● **Your goal**
Reproduce every line of the material below verbatim, leaving out the pictures.

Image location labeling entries
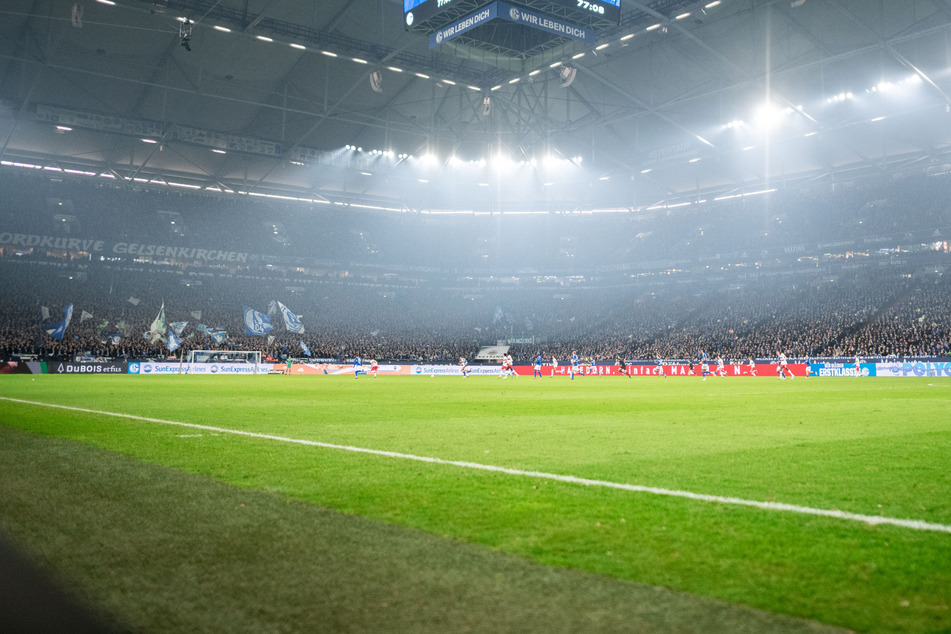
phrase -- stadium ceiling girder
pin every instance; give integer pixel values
(524, 118)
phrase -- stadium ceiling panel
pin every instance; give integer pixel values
(665, 102)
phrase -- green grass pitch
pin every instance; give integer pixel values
(171, 528)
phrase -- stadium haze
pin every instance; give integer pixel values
(682, 296)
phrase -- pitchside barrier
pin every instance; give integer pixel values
(929, 368)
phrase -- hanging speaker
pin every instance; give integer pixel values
(376, 81)
(567, 75)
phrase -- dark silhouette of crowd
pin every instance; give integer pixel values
(841, 273)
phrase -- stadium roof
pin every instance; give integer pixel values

● **Solved problem**
phrase -- stadium ceiling girder
pin every instance; give integer pixel values
(524, 118)
phrase -- stadium ceiling panel
pin every instance; give integer pixel values
(665, 102)
phrase -- green grass pitch
pin every instance; give integer pixel values
(171, 528)
phrase -- stadium haze
pin every instance; give integer pixel values
(682, 296)
phrase -- pitchside barrier
pin every instance; give integer pixel values
(929, 368)
phrase -- hanging speaker
pin every instance; give integer pixel values
(376, 81)
(567, 75)
phrase -- dark silhouette of crowd
pin every instance; give integer pixel values
(841, 273)
phrase -- stadium roof
pin every instance; give integer pixel values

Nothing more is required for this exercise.